Exercise →
Starting from the line that contains "Could you locate the sunlight", reproduce each line exactly through the end of the material, and include no other lines.

Given records →
────────

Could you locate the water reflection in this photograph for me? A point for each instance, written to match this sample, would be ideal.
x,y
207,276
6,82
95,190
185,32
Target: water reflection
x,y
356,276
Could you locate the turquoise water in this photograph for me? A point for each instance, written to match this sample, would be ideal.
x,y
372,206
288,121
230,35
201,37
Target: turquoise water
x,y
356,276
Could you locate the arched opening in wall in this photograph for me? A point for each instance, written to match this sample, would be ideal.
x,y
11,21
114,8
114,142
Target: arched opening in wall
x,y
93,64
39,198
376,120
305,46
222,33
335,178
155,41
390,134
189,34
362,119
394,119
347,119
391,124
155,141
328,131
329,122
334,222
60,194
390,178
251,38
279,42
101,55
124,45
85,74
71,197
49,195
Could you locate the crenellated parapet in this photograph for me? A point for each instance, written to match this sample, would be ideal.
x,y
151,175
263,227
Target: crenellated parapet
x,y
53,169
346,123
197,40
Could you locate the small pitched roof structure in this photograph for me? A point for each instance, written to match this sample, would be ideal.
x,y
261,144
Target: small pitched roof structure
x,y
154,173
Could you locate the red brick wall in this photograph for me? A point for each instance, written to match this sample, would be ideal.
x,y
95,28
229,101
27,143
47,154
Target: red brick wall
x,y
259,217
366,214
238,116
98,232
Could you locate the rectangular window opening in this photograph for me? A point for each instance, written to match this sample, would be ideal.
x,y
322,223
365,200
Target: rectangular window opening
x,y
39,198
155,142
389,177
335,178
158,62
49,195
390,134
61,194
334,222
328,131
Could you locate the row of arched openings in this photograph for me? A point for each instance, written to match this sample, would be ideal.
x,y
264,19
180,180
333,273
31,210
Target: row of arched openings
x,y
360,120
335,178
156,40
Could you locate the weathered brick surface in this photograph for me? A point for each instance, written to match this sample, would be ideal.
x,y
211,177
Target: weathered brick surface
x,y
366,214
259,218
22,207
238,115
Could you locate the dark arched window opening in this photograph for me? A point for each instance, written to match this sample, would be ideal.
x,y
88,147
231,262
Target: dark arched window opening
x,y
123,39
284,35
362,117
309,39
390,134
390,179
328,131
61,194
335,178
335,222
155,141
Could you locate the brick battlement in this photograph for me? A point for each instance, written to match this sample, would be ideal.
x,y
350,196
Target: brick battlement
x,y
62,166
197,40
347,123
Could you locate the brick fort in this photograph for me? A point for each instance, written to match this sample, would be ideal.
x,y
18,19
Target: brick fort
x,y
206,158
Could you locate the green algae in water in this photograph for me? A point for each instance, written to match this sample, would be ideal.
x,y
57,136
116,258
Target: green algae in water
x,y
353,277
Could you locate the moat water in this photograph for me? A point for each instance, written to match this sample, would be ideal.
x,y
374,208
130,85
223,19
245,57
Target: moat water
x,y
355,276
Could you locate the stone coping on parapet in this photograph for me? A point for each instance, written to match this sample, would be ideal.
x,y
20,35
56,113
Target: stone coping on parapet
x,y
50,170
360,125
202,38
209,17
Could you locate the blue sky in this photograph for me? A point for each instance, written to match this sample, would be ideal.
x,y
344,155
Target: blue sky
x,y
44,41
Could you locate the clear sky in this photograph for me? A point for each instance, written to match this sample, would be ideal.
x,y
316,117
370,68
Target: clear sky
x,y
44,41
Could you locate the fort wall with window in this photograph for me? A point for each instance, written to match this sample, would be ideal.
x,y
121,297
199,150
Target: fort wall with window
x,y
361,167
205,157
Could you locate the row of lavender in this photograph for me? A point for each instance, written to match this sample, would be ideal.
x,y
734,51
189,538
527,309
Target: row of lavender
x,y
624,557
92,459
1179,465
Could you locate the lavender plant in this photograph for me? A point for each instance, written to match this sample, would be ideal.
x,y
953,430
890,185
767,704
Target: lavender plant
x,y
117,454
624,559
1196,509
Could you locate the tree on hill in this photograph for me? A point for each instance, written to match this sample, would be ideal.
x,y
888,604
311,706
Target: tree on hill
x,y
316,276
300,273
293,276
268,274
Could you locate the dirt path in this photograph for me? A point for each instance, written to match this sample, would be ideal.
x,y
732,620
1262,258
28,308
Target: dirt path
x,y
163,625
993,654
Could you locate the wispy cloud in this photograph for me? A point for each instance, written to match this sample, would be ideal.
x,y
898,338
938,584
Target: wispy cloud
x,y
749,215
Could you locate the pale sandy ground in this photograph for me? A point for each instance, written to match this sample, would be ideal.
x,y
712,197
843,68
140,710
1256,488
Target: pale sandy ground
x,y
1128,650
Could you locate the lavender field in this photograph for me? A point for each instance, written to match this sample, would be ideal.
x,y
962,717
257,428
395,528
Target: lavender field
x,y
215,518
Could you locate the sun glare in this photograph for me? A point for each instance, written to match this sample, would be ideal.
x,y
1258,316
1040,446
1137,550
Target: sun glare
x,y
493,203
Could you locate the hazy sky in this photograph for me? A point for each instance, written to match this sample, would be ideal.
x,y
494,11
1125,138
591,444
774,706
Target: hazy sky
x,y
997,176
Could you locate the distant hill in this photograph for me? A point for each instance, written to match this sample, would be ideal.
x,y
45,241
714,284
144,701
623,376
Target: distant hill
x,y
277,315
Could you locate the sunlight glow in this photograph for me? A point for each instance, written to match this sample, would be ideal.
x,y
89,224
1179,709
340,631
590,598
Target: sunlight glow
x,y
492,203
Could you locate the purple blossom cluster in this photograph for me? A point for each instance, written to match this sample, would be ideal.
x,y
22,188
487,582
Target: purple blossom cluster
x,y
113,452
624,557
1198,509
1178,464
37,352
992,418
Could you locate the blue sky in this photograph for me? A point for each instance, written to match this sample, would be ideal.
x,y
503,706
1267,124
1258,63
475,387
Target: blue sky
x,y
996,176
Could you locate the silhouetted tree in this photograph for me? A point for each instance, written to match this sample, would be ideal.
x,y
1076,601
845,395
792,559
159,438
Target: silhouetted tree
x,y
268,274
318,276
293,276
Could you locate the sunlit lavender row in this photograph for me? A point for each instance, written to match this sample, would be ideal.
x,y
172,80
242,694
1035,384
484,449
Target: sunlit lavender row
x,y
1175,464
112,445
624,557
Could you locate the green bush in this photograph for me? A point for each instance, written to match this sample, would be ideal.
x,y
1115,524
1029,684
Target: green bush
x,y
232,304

────────

Answer for this exercise →
Could you locate the sunlight glow in this photograph for me? A point for each instance, written to match this sample, would be ideal.
x,y
89,224
1179,709
340,631
590,598
Target: sunlight glow
x,y
492,203
Could you locate the purple blossom cluster in this photograph for me? A point for each instance, written to match this sample, would be ideal.
x,y
22,188
487,582
Target: purple blossom cluster
x,y
113,452
624,557
1198,509
1178,464
37,352
992,418
Could you locate the blue sky in this photograph for me? A point for each instance, written to match this sample, would be ideal.
x,y
503,706
1267,124
1258,63
475,387
Target: blue sky
x,y
996,176
Could you locate the silhouetted tree in this photograph for me? A point for each instance, written to match this sample, would be ideal.
x,y
1076,601
845,395
792,559
159,438
Target: silhouetted tree
x,y
268,274
318,276
293,276
Could you locate the sunlit lavender row in this photograph for me? A point for each instance, written to match this sample, would be ideal.
x,y
172,80
242,694
1035,384
484,449
Target: sunlit lavender row
x,y
1175,464
112,445
624,557
Could you locate the green bush in this photograph for me? A point for each instance, written to match this sample, would be ideal.
x,y
1115,524
1029,684
Target: green bush
x,y
232,304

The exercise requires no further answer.